Quarta-feira, 13 de Junho de 2018

O Bloco-Notas de José Cutileiro

Mon. Grande Guerra-

Monumento aos mortos da Grande Guerra em Lisboa

 

 

José Cutileiro

 

 

A caminho dos anos 40

 

 

                                        (…) isto lembra cada vez mais a transição dos 20 para os 30. Ainda há pouco tal pareceria impensável mas agora esperemos que não dê nos 40, escreveu-me o Fernando que esteve em muitos lugares, conheceu muita gente e tem a cabeça mais bem organizada que conheço fora do mundo académico (dentro tampouco há muitas capazes de lhe pedir meças). Não posso estar mais de acordo com ele.

 

Cada dia acrescenta sinais percursores. Por exemplo: governo austríaco, coligando direita dirigida por primeiro-ministro de 31 anos e extrema-direita mais idosa, fechou algumas mesquitas e expulsou imanes turcos. Por ter dado muito mais guardas de campos de concentração nazis per capitado que a própria Alemanha, a Áustria lembra-me o proverbial canário da mina (posto lá porque anidrido carbónico mata primeiro um canário do que um homem, dando tempo a este de fugir se houver fuga de gás).

 

Preocupante também, de outra maneira: nos Estados Unidos, 87% dos membros do Partido Republicano – homens e mulheres – aprovam sem reservas o desempenho do Presidente Trump. Na realidade, o partido deveria ter passado a chamar-se Partido de Trump. O Partido Republicano a que estávamos habituados, o de Abraham Lincoln, Theodore Roosevelt, Ronald Reagan, foi de férias não se sabe para onde nem se algum dia voltará (ou pelo menos assim disse há dias John Boehner, um dos seus mais activos dirigentes nos tempos de Obama e Bush).

○ ○ ○ ○ ○ ○ ○

[PROBLEMA A RESOLVER] Retoma a crónica sobre os sinais que lembram a passagem dos anos 20 para os 30 e prossegue a partir da última frase. As linhas abaixo não têm relação com a crónica.

[MATERIAL]
○ ○ ○ ○ ○ ○ ○

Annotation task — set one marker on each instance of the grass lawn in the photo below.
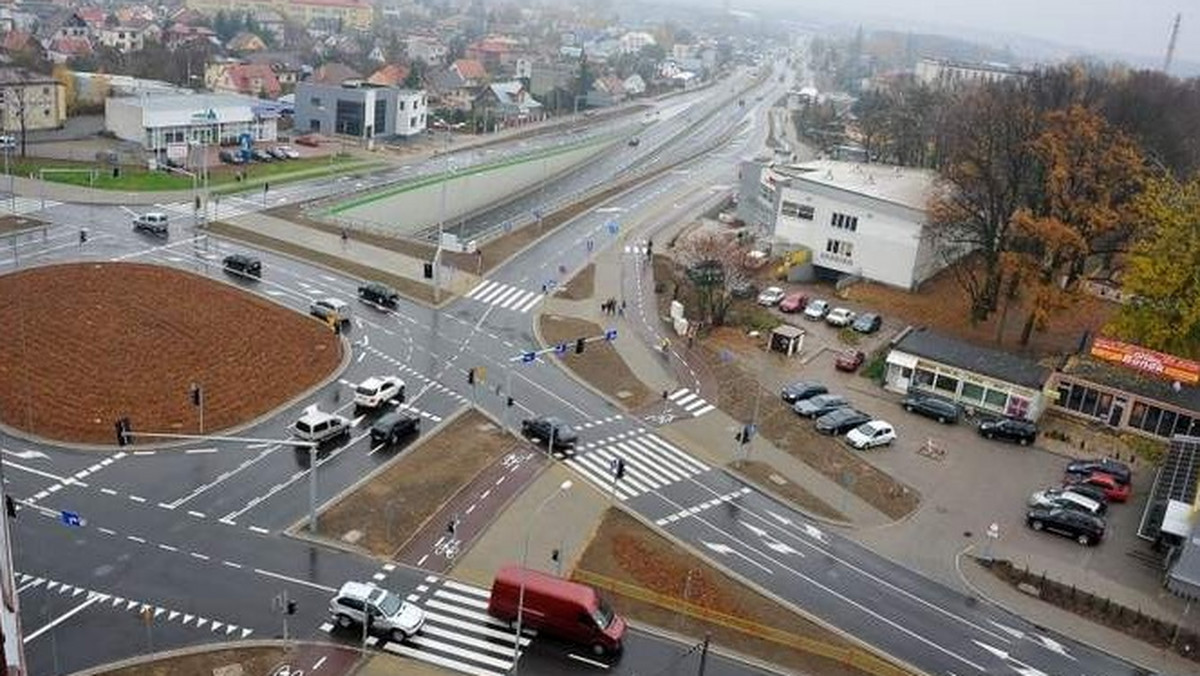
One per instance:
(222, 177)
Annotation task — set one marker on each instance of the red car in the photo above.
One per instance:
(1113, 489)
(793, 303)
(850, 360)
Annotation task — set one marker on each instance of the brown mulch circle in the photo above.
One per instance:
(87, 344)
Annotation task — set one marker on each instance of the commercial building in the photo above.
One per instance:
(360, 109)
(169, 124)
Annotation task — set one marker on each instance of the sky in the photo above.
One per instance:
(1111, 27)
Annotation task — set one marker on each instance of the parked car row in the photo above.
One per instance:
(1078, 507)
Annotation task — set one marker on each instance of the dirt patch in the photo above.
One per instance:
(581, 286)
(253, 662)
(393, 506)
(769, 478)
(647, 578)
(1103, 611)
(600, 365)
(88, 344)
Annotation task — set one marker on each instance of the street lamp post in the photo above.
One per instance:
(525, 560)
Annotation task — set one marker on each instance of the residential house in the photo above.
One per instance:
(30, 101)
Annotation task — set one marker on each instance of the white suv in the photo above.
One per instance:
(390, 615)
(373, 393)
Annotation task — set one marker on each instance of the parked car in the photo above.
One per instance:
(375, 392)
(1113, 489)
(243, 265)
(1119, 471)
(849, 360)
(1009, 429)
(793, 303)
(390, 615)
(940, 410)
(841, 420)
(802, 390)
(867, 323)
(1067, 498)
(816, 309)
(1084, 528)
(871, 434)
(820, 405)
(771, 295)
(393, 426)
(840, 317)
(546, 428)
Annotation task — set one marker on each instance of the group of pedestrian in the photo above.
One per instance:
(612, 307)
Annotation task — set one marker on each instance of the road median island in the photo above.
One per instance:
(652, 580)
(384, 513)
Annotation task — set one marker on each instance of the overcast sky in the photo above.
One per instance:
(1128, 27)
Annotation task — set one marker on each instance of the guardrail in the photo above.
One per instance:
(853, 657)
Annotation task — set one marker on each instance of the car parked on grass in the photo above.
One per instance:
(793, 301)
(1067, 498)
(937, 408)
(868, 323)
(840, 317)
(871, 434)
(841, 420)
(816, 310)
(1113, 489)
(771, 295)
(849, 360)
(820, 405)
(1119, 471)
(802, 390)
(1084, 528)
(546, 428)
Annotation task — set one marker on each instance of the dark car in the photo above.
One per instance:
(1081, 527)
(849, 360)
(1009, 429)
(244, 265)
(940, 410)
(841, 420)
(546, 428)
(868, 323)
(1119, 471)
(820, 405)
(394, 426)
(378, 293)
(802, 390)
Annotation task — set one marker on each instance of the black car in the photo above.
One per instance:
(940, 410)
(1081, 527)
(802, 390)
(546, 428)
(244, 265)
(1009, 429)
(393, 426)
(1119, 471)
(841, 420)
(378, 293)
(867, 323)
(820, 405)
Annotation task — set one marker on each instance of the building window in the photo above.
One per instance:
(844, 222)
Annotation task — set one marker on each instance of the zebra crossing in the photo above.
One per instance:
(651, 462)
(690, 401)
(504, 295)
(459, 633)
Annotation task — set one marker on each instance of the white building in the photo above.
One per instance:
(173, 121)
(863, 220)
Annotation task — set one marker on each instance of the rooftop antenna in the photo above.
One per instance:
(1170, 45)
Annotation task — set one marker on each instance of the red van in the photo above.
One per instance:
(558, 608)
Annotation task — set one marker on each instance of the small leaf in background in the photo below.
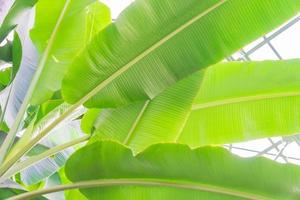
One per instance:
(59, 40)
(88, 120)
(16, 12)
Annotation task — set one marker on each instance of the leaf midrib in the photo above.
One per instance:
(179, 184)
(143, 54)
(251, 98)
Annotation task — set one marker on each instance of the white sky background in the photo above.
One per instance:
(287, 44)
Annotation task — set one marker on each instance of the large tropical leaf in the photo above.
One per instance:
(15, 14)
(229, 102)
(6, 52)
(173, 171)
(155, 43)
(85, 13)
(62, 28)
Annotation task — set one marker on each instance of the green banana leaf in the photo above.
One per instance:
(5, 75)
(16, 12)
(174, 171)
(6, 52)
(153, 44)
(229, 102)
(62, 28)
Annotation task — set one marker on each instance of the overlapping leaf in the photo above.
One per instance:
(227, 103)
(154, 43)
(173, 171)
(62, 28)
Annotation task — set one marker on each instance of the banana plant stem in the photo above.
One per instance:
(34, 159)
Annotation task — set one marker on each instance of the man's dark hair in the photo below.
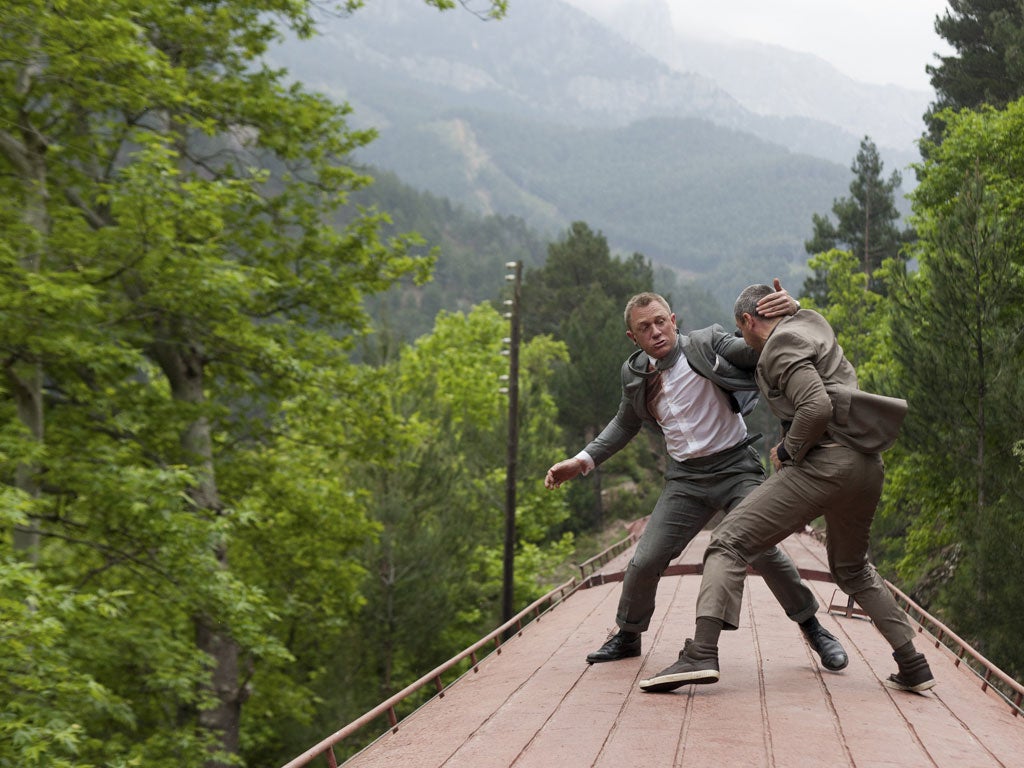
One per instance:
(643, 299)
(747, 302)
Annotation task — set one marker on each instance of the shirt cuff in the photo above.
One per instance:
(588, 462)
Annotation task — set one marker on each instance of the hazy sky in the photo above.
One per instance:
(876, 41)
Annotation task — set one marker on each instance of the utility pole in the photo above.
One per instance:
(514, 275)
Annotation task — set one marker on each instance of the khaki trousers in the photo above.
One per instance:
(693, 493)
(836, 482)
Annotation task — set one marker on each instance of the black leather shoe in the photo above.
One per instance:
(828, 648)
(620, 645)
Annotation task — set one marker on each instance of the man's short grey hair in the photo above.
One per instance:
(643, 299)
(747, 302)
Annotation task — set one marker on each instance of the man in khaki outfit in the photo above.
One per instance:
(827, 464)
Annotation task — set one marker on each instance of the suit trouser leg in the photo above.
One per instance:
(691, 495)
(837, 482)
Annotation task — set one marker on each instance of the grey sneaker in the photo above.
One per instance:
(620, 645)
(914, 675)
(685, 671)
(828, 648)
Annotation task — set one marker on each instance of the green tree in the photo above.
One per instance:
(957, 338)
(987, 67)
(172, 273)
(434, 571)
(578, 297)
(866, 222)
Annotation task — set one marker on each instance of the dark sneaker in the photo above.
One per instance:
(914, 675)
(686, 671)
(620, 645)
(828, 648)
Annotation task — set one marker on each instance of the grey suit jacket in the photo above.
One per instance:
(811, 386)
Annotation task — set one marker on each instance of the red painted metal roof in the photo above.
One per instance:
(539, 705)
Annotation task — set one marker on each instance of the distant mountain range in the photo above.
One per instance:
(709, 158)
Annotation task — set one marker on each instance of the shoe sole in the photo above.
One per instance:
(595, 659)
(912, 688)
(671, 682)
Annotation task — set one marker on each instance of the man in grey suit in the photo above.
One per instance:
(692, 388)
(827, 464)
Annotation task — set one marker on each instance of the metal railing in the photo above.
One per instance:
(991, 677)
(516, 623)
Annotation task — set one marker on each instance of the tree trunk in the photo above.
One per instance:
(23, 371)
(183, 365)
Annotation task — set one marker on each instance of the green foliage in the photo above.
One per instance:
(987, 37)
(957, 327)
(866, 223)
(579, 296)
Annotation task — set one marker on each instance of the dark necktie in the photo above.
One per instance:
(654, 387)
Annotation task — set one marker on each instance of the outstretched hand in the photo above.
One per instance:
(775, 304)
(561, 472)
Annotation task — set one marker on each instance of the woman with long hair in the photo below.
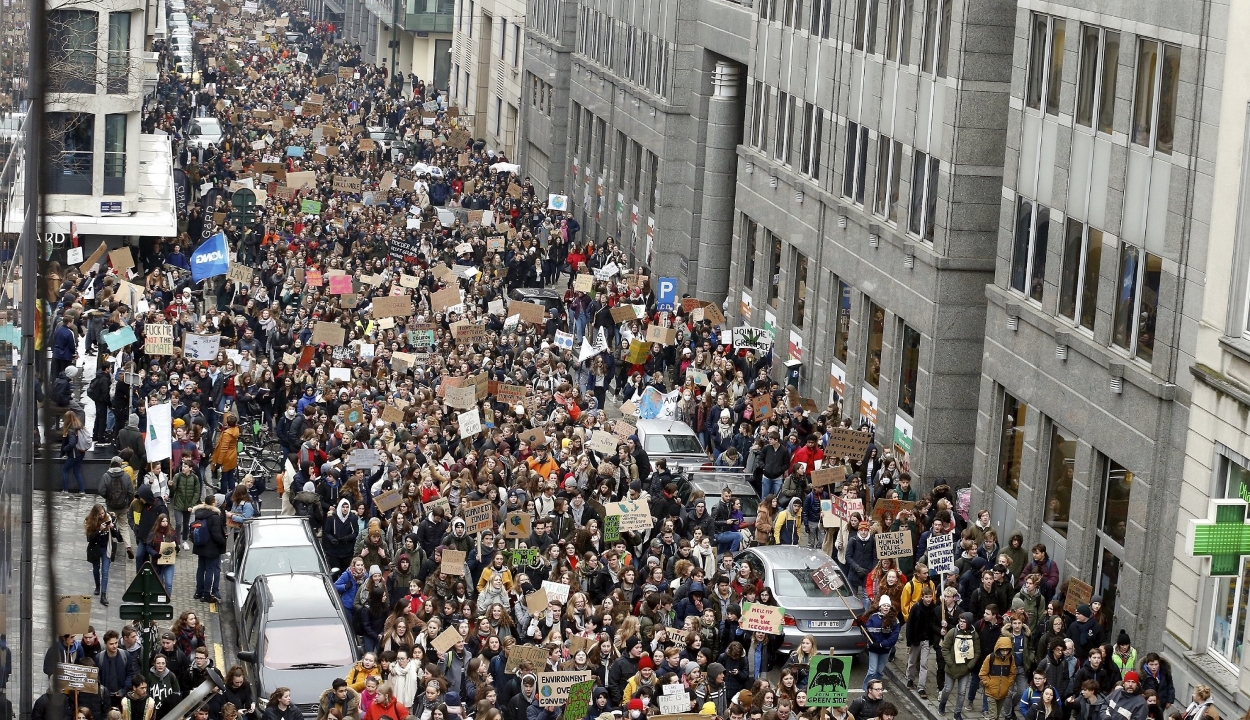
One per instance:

○ ○ ○ ○ ○ ○ ○

[RESPOSTA AO EXERCÍCIO]
 

Trump fez campanha sem disfarçar quem era: mentiu a torto e a direito, recusou-se a revelar rendimentos, foi machista, racista, brutal e ordinário, insultou aleijados e inválidos de guerra, heróis ou não, exibiu ignorância, incompetência, xenofobia e desprezo por minorias e elites, tudo espetacularmente e ganhando a pouco e pouco cada vez mais adeptos. No voto popular ficou três milhões atrás de Hillary, mas em três Estados chave onde brancos pobres tinham votado Obama em 2008 e 2012 (e, portanto, derrotado Hillary nas primárias para 2008) desta vez votaram Trump, deram-lhe a eleição e acreditam nele como num salvador. Com oportunismo e curteza de vistas tradicionais, congressistas e senadores do partido por um lado, e homens de negócios por outro, atentos à voz do povo, decidiram pôr-se também do lado de Trump. Cálculo comparável mutatis mutandis ao de alguns apoiantes táticos do começo de Hitler (como o político Von Papen, absolvido em Nuremberg ou o industrial Krupp, condenado a dez anos) convencidos de que o domesticariam.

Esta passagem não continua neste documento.